__Texto dado__.
○ ○ ○ ○
También en la Biblia se suceden estos pasionales avatares. Cuando Abram llega a Egipto con su esposa Sarai, le pide que, siendo ella tan hermosa, digan ambos que no es su mujer sino su hermana, ya que, de lo contrario, lo matarían a él para apoderarse libremente de ella. Así dijeron, y en efecto Sarai, de deslumbrante hermosura, se acogió, benévola y condescendiente, en los brazos del faraón, quien le regalara, como afecto a tan casta sangre, ovejas y asnos a Abram; pero cuando se dio cuenta de que no era su hermana sino su esposa, el faraón se la devolvió con un airado reclamo:

      —¿Por qué diste lugar a que la tomase yo por mujer siendo tuya?

 

5

En el libro segundo de Samuel se narra la historia de Betsabé, la atractiva mujer de Urías el jeteo, que fue seducida por el rey David, quien ordenó (después de verla desnuda en el río bañándose) la llevaran a su presencia para acostarse con ella, cosa que hizo con grácil sabiduría, dejándola a la postre ingrávida. Como temiera ser descubierto, mandó traer del ejército a Urías para que tuviera relaciones con Betsabé y así pasar su embarazo por el de su marido. Pero Urías no tocó a su mujer por respeto a sus camaradas, que se mataban en la guerra contra Rabbá. Entonces, David no tuvo otro remedio que ordenar al general Joab que enviara a Urías al punto “donde más ardua sea la batalla” para eliminarlo con su muerte, cosa que felizmente consiguió y se hizo de su mujer llevándola a vivir a su palacio con el placentero consentimiento de la infeliz viuda, que no soportó el desamparo sexual que le deparaba, ¡ay!, su soledad. (Y porque entonces la mujer no tenía voz, en efecto, de modo que estaba donde la llamaran, complaciente y acaso complacida.)
○ ○ ○ ○
__Datos dados__.
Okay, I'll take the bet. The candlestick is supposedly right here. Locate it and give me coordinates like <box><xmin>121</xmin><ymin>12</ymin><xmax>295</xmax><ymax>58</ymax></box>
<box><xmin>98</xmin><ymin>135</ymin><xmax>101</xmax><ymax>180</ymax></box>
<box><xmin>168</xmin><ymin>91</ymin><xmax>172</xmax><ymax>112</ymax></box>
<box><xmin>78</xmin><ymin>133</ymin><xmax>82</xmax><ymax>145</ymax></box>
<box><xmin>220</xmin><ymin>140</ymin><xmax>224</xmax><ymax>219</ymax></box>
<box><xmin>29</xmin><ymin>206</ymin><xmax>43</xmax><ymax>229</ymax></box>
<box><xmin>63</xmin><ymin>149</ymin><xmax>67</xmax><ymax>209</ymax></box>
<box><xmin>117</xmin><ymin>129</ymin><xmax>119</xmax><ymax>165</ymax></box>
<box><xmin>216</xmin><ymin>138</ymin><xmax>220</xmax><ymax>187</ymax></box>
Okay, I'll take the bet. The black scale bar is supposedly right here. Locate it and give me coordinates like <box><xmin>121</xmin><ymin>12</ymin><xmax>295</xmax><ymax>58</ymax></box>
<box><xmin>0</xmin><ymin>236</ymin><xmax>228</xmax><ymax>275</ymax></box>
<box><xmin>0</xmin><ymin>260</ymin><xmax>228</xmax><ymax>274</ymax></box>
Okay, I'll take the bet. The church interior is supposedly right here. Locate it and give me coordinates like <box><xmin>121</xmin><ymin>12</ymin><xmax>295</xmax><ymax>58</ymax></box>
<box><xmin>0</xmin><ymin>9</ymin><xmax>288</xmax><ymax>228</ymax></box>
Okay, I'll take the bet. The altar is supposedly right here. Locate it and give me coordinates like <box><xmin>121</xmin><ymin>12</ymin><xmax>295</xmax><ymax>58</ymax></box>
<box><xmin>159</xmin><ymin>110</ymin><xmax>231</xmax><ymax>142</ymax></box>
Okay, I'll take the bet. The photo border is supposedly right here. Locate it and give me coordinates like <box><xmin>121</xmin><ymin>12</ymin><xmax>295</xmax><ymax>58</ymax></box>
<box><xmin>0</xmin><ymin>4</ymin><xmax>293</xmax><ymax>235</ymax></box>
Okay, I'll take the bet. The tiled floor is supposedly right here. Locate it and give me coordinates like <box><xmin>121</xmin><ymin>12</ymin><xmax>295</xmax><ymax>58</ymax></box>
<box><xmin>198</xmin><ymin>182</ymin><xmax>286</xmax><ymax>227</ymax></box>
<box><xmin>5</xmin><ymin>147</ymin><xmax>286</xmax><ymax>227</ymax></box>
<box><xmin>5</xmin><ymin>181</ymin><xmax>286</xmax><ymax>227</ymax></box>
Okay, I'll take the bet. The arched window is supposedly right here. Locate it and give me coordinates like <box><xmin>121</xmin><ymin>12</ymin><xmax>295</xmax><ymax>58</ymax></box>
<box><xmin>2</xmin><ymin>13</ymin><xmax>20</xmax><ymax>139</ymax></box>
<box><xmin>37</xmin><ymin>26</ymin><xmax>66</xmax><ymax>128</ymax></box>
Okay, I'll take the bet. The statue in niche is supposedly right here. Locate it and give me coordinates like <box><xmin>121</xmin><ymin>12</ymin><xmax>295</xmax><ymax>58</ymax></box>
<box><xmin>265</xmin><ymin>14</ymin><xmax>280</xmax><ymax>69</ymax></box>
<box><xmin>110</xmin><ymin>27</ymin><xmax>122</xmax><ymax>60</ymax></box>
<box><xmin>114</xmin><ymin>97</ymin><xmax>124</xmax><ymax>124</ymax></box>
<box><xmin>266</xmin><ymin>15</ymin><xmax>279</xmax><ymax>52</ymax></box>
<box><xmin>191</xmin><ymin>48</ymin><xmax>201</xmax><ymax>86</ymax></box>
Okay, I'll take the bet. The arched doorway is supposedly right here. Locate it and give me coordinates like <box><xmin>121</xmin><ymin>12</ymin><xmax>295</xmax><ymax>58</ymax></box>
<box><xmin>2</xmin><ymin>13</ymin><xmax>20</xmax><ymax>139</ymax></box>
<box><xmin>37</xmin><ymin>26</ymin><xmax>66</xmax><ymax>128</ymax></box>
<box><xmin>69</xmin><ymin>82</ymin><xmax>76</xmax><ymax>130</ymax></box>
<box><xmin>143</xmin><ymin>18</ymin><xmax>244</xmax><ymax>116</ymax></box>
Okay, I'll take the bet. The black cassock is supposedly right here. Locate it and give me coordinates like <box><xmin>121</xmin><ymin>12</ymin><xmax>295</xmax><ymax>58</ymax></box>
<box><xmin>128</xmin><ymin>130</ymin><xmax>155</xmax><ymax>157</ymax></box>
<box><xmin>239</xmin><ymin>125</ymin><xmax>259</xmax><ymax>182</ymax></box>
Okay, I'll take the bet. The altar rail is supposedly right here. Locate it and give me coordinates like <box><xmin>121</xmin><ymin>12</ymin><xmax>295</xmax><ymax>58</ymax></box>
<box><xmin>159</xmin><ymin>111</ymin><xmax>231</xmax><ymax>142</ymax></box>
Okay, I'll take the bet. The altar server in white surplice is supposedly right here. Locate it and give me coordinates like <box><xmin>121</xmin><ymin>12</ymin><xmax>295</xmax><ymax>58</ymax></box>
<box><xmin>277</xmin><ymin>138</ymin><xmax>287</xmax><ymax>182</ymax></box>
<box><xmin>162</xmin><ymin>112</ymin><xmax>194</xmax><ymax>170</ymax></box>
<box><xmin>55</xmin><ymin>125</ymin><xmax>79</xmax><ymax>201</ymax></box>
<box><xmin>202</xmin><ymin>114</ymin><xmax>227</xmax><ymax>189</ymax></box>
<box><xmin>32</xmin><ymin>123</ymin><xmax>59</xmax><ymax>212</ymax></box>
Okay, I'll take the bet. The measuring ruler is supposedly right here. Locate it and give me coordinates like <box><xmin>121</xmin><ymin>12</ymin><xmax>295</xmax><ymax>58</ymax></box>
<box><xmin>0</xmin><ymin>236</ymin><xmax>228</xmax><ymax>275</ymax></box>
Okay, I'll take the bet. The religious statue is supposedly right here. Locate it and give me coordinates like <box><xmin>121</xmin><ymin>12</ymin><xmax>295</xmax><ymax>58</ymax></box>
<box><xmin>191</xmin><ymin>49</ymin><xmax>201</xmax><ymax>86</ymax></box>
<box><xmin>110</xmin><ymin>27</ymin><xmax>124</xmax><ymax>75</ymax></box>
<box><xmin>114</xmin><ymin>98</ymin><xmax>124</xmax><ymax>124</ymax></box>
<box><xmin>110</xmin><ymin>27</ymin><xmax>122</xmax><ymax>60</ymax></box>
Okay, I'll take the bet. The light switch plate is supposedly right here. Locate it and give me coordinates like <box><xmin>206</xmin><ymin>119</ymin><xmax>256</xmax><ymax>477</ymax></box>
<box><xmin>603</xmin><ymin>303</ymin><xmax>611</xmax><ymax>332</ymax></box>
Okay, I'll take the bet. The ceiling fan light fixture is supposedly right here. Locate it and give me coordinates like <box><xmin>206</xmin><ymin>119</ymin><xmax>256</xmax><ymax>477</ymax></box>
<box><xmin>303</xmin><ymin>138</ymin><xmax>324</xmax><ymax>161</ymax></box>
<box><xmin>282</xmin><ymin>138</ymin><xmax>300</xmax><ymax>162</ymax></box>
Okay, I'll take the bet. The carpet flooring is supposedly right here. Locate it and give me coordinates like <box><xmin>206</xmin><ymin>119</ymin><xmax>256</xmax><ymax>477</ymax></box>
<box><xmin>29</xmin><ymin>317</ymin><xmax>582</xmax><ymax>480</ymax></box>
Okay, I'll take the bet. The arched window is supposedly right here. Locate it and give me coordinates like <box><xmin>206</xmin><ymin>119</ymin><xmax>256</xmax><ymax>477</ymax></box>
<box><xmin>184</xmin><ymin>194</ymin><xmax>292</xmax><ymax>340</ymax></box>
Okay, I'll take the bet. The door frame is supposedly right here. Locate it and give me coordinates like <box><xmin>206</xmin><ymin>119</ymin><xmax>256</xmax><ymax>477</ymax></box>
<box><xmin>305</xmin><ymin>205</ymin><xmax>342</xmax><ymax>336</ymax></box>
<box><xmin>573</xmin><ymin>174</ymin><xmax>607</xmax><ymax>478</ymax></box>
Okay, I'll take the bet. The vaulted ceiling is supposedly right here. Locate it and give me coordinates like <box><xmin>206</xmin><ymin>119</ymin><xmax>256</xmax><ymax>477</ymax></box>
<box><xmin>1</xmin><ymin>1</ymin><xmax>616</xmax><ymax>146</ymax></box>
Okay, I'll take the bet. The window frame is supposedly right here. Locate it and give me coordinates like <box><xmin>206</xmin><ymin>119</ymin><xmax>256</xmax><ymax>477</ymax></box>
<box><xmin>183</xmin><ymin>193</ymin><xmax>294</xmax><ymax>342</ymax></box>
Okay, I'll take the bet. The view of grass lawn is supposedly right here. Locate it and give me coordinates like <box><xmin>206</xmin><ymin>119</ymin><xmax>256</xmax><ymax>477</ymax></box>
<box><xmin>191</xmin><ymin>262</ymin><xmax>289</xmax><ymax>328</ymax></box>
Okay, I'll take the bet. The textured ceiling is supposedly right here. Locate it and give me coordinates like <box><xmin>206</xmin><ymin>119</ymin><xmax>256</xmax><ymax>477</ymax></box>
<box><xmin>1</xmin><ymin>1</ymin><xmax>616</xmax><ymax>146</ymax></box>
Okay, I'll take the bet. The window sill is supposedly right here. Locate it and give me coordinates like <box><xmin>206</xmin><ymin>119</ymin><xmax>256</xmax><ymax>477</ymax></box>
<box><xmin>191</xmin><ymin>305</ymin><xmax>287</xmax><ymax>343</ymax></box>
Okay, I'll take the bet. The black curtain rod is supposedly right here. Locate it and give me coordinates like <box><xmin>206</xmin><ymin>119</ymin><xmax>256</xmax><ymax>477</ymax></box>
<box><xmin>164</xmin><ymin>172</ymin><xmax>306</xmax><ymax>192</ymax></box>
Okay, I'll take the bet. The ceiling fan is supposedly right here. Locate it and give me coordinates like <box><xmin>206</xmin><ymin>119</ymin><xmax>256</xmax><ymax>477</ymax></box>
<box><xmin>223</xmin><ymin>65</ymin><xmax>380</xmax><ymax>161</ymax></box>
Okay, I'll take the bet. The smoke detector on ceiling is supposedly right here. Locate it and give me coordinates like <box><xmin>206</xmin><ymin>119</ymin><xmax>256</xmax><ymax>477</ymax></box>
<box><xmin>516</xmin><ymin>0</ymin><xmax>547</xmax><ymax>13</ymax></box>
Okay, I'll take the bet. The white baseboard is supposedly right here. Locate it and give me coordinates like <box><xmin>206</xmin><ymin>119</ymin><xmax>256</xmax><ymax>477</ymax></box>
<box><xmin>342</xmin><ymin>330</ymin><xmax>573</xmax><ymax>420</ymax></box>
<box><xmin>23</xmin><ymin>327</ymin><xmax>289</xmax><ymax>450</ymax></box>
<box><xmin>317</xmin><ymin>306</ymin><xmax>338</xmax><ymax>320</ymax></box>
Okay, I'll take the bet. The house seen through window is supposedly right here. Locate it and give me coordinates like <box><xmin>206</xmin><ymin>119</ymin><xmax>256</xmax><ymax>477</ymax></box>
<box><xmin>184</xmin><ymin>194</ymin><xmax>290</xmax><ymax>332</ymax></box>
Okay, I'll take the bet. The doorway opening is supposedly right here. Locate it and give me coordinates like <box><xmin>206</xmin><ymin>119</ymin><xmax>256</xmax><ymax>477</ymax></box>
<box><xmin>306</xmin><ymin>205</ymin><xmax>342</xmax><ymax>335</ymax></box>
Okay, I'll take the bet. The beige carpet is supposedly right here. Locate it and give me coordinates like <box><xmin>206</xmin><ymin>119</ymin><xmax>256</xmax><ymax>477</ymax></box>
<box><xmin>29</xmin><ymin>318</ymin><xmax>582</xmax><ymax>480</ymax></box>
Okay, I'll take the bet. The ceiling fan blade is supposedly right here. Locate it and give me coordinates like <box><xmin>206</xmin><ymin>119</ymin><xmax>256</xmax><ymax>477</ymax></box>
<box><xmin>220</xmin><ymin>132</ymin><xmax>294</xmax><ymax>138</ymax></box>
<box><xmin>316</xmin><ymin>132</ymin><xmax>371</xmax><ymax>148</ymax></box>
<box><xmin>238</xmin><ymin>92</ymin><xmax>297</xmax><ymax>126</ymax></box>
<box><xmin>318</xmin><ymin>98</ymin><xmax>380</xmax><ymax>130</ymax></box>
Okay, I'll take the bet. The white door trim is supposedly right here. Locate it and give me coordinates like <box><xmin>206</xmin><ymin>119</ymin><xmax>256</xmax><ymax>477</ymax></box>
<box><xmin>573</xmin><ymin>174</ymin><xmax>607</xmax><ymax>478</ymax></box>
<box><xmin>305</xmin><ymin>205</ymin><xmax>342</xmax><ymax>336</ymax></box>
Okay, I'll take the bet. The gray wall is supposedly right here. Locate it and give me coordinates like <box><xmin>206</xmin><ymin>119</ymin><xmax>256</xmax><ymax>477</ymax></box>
○ ○ ○ ○
__Problema planteado 1__. Reescribe como lista numerada, omitiendo las líneas en blanco, el tramo de las entradas que va desde la línea que contiene "Okay, I'll take the bet. The white door" hasta el final de las entradas, ambos extremos incluidos.
__Problema planteado 2__. Prolonga el texto sobre los amores ilícitos en la Biblia a partir de su última oración.

__Resultado final 1__.
1. Okay, I'll take the bet. The white door trim is supposedly right here. Locate it and give me coordinates like <box><xmin>206</xmin><ymin>119</ymin><xmax>256</xmax><ymax>477</ymax></box>
2. <box><xmin>573</xmin><ymin>174</ymin><xmax>607</xmax><ymax>478</ymax></box>
3. <box><xmin>305</xmin><ymin>205</ymin><xmax>342</xmax><ymax>336</ymax></box>
4. Okay, I'll take the bet. The gray wall is supposedly right here. Locate it and give me coordinates like <box><xmin>206</xmin><ymin>119</ymin><xmax>256</xmax><ymax>477</ymax></box>

__Resultado final 2__.
 

“Betsabé en el baño”. Pintura de Giordano Luca (1685).

6

Desde el primer capítulo, el invidente Homero, en su relato poético de La Ilíada —escrito probablemente en el siglo VIII a.C.—, nos señala, y no queda ninguna duda de ello, de la convencida decisión de Aquiles de no ayudar a los griegos en su lucha contra los troyanos porque Agamenón, ese poderoso jefe de los primeros, le arrebató la esclava Briseida a quien el pelida deseaba conocer en la intimidad.

      —En verdad que merecería ser motejado de cobarde y vil si yo te complaciese en todo —dijo el brioso Aquiles al soberbio Agamenón—. Manda en los demás, pero no en mí porque no pienso obedecerte en adelante nunca. Oye y retén en la memoria lo que voy a decirte: contra ninguno combatiré a causa de esta virgen, puesto que si me la quitáis vosotros, vosotros me la regalásteis; mas no podrás contra mi voluntad llevarte nada de las otras riquezas que almacena mi nave negra y ligera. Inténtalo, atrévete a ello, y que cuantos nos rodean lo presencien, y en seguida tu sangre correrá por mi lanza.

      Y, ciertamente, Aquiles llora con lágrimas vivas la partida de la hermosa Briseida, que su íntimo amigo Patroclo entrega personalmente a Agamenón, mas no porque la amase sino porque se siente irritadamente avergonzado (Agamenón lo ha “cubierto de oprobio”, solloza Aquiles ante su madre Tetis); ¿para qué, pues, la encarnizada batalla de Tebas, donde le fuera obsequiada la doncella, hija de Crises, amigo veraz de Apolo —que desde ese momento fue un diatriba irreconciliable de los griegos—, si en el último minuto lo despojarían de tan preciada prenda corporal (“la joven de la hermosa cintura”, la nombra el propio Homero)?

      Después, Paris rapta a Helena, la esposa del hermano de Agamenón, Menelao, que estaba efectivamente enamorado de su mujer, y van por ella, revestidos de violencia e ira, acompañados de miles de aguerridos aqueos.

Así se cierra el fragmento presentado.